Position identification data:
============

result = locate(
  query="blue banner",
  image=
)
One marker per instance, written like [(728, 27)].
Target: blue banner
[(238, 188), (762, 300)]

============

Work required: Please rewrite the data above, switching every "banner" to "sign" and leaving everything else unchanged.

Written reply:
result = locate(
  query="blue sign",
  image=
)
One marker per instance, written like [(728, 27)].
Target: blue sign
[(238, 188), (762, 300)]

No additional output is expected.